# GC Audio Trax added



## GuitarsCanada (Dec 30, 2005)

New feature for all you folks to enjoy. I have created a Audio Trax area that utilizes a separate web domain Home - GCaudioTrax for all users to upload any recordings. Solo guitar, garage band, studio recordings etc. Obviously we want to stay away from copyright material. This is for orignal work only. So any of you that would like to share your recordings with the rest of us. Please feel free to sign up and upload. Probably a good idea to use your username that you use here so we know who you are. I tried to integrate the two systems but it is not possible. 

You will also see the AudioTrax tab up at the top of the forum, easy way to get to the new trax website.

Enjoy


----------



## fretboard (May 31, 2006)

Cool - thought I'd get the ball rolling, but it wouldn't let me upload a .wma file (windows media audio) off my computer.

Didn't see anywhere that lists the acceptable formats - any suggestions for the not-quite-so-computer-literate folks?

Thanks.


----------



## GuitarsCanada (Dec 30, 2005)

fretboard said:


> Cool - thought I'd get the ball rolling, but it wouldn't let me upload a .wma file (windows media audio) off my computer.
> 
> Didn't see anywhere that lists the acceptable formats - any suggestions for the not-quite-so-computer-literate folks?
> 
> Thanks.


I will take a look at the file formats. The tests that I did were all mp3


----------



## fretboard (May 31, 2006)

I just went into my Roxio and converted it to mp3 - seems to be up and running now.

Can't wait to hear what comes of this - thanks for the time and the effort for putting it together.


----------



## GuitarsCanada (Dec 30, 2005)

Hopefully it fits in with what we are doing here. Appears to be a lot of people recording music so gives them a place to put it and quick link for the rest of us to listen in. They can also be linked out anywhere you want. There are embed codes and social bookmark links so sharing it from there is easy too.


----------



## Kenmac (Jan 24, 2007)

Cool idea. I was just wondering, what's the file size limit? (Don't worry, I'm not going to upload a huge file.)


----------



## GuitarsCanada (Dec 30, 2005)

Kenmac said:


> Cool idea. I was just wondering, what's the file size limit? (Don't worry, I'm not going to upload a huge file.)


Actually, we have not set a limit yet, at least I dont think there is one. Need to do that yet to keep them at some kind of limit. Will talk to the host about that.


----------



## GuitarsCanada (Dec 30, 2005)

MATERIAL:
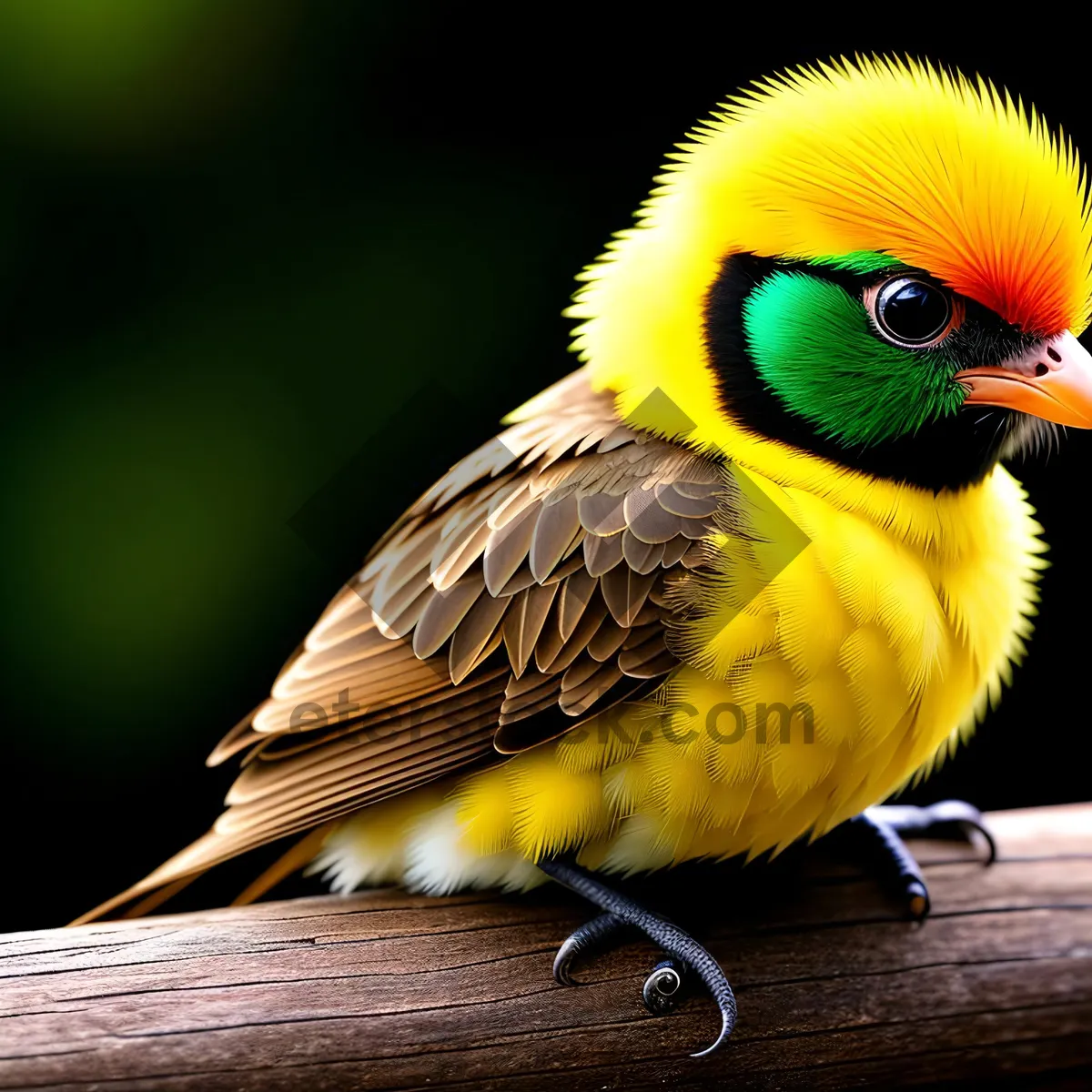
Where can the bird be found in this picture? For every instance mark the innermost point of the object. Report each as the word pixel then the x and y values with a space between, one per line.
pixel 753 568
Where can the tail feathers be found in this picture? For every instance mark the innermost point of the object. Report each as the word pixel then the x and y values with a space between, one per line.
pixel 197 858
pixel 300 855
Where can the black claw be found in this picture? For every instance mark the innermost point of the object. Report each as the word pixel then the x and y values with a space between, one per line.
pixel 590 936
pixel 895 865
pixel 917 900
pixel 663 987
pixel 658 929
pixel 938 819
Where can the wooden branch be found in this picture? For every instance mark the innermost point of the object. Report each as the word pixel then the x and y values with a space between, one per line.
pixel 385 989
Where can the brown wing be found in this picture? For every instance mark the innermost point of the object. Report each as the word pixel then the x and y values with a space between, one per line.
pixel 521 594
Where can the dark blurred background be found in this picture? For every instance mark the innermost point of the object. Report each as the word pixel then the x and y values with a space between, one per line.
pixel 243 241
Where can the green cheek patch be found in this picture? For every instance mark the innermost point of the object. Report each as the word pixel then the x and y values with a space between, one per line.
pixel 814 348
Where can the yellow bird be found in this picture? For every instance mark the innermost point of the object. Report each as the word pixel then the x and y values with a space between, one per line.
pixel 745 573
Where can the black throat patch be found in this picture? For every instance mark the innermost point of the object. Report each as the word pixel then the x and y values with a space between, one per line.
pixel 950 453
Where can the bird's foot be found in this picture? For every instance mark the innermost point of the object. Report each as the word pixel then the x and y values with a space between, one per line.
pixel 664 984
pixel 882 830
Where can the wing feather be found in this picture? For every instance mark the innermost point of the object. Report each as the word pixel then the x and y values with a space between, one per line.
pixel 521 594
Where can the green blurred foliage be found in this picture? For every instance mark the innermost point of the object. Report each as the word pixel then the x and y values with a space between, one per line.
pixel 101 72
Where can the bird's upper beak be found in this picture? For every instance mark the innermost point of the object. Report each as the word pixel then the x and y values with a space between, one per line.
pixel 1052 380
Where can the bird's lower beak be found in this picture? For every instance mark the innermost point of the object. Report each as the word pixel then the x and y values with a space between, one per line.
pixel 1052 380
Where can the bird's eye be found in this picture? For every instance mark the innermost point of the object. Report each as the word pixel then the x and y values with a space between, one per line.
pixel 912 311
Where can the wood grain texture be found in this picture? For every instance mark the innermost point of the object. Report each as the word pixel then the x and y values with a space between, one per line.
pixel 388 991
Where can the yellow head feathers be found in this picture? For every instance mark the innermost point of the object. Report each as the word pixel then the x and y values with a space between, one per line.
pixel 939 173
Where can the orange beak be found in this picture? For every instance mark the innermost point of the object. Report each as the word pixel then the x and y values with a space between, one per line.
pixel 1052 380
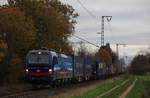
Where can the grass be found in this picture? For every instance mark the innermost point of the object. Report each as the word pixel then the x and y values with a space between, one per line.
pixel 141 88
pixel 117 92
pixel 100 89
pixel 14 88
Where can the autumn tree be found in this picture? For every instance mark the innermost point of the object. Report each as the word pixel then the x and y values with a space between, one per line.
pixel 32 24
pixel 141 63
pixel 53 20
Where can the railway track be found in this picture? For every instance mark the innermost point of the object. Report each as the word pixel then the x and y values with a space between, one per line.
pixel 47 92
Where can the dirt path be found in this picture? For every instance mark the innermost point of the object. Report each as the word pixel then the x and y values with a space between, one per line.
pixel 112 89
pixel 125 93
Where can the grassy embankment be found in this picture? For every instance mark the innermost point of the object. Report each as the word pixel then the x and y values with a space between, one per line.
pixel 117 92
pixel 141 88
pixel 15 88
pixel 102 89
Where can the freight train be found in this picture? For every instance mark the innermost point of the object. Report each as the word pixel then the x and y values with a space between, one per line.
pixel 53 68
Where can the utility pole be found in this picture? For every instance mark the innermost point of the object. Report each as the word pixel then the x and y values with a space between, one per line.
pixel 102 27
pixel 117 50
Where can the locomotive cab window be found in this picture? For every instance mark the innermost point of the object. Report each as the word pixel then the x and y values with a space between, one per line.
pixel 55 61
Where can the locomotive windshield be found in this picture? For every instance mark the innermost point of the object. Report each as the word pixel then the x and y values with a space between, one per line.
pixel 38 58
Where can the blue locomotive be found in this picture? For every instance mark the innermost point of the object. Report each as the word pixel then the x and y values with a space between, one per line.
pixel 50 67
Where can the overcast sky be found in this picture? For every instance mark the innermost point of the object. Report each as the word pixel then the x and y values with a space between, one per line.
pixel 130 23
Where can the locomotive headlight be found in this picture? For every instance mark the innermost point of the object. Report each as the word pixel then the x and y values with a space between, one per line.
pixel 50 70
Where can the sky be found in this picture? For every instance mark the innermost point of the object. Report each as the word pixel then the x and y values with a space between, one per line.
pixel 130 23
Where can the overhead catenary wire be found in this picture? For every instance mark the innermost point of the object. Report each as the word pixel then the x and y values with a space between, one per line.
pixel 89 12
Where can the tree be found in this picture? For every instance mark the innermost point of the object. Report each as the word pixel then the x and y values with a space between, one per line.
pixel 20 33
pixel 53 20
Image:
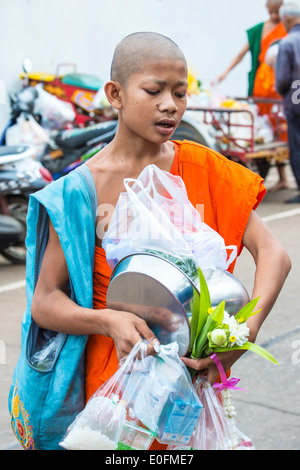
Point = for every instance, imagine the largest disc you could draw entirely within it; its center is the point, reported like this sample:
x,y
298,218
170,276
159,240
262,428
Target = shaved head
x,y
137,48
274,3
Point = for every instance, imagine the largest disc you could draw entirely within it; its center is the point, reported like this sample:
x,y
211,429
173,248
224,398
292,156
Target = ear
x,y
113,91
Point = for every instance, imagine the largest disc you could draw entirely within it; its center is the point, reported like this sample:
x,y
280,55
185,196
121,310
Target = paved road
x,y
269,410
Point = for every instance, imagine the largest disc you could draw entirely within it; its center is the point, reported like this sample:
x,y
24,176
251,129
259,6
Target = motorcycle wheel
x,y
18,207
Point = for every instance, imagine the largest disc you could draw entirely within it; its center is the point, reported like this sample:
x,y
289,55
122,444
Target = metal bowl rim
x,y
154,256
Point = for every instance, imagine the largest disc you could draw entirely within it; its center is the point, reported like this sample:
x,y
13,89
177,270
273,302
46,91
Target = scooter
x,y
78,89
11,233
64,149
70,148
20,176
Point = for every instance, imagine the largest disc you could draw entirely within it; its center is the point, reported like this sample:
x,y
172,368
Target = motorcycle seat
x,y
11,153
77,138
82,80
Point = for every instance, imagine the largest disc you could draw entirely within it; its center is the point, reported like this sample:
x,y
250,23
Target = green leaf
x,y
247,310
205,302
213,321
195,310
251,347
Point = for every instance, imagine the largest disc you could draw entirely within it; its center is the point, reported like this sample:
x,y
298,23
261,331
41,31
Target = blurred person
x,y
261,78
288,83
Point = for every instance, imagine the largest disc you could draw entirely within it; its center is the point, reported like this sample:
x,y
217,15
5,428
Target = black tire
x,y
18,207
186,131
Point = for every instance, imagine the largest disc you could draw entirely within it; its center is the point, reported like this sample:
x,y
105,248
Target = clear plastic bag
x,y
155,215
216,428
44,358
27,131
129,410
56,114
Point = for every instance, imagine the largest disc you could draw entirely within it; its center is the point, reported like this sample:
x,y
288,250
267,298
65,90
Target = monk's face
x,y
154,100
273,9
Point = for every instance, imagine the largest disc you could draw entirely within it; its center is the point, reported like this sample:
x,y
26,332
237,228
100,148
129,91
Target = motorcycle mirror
x,y
27,65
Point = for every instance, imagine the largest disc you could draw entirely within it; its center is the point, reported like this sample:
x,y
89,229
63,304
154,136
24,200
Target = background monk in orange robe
x,y
262,76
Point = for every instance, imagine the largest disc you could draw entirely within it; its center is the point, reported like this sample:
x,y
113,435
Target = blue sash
x,y
44,399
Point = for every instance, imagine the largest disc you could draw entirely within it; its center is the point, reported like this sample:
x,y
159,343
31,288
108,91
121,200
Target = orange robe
x,y
264,84
227,193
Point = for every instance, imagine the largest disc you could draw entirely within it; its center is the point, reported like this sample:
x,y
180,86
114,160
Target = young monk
x,y
261,79
148,88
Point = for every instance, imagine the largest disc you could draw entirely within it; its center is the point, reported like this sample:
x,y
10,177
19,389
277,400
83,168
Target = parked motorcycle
x,y
70,148
78,89
20,176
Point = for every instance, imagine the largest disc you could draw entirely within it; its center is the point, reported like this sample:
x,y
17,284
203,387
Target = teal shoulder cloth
x,y
48,382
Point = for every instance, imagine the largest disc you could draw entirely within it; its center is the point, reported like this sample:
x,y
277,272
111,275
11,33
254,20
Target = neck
x,y
136,149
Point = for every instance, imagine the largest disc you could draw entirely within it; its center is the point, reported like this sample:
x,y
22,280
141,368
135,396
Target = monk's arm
x,y
272,268
52,308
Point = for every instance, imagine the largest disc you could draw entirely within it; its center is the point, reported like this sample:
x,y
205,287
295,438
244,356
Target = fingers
x,y
149,336
206,367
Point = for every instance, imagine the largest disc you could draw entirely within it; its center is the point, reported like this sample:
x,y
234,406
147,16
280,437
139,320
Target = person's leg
x,y
294,145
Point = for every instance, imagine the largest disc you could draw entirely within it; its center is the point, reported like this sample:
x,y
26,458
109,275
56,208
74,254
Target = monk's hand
x,y
207,367
127,329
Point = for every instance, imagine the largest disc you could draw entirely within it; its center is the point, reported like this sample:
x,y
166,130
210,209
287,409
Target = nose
x,y
167,104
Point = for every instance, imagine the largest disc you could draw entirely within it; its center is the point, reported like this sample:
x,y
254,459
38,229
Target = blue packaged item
x,y
178,419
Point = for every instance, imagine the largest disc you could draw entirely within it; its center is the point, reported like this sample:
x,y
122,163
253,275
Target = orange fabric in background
x,y
264,85
227,192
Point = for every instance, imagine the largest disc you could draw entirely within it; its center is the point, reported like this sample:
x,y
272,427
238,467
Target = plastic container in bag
x,y
135,437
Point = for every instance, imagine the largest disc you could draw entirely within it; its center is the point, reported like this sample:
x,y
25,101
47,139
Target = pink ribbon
x,y
226,384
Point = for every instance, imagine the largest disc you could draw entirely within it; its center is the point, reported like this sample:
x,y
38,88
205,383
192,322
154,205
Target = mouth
x,y
166,125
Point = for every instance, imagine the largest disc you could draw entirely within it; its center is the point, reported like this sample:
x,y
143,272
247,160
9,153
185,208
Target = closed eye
x,y
181,95
152,93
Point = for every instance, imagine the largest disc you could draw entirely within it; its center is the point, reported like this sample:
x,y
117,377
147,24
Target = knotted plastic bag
x,y
139,402
216,428
155,215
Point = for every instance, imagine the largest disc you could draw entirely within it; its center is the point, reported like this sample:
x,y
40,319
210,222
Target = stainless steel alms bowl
x,y
159,292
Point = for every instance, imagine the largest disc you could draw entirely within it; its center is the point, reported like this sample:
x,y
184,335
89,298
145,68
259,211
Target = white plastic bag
x,y
138,397
28,132
216,428
155,215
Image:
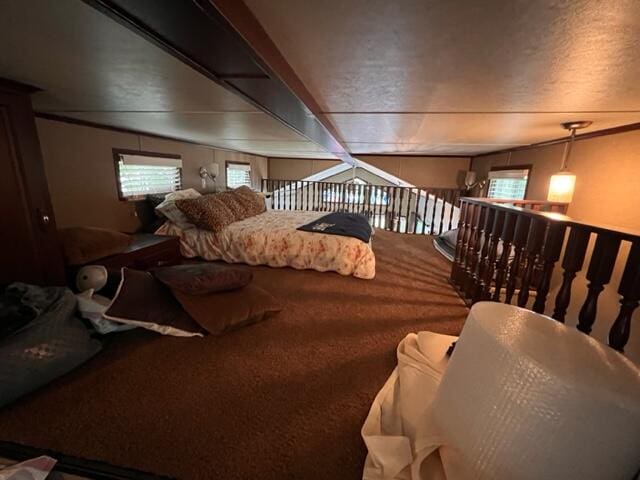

WHAT YOU WILL DO:
1) Answer these questions from the forum thread about GC Audio Trax, one answer per line:
(a) What type of file did fretboard fail to upload?
(b) Which program did fretboard use to convert the file to mp3?
(c) Whom does GuitarsCanada plan to talk to about a file size limit?
2) Write out word for word the part of the forum thread about GC Audio Trax starting with "Can't wait to" and going on through "is easy too.".

FULL ANSWERS:
1)
(a) A .wma (windows media audio) file
(b) Roxio
(c) The host

2)
Can't wait to hear what comes of this - thanks for the time and the effort for putting it together.


----------



## GuitarsCanada (Dec 30, 2005)

Hopefully it fits in with what we are doing here. Appears to be a lot of people recording music so gives them a place to put it and quick link for the rest of us to listen in. They can also be linked out anywhere you want. There are embed codes and social bookmark links so sharing it from there is easy too.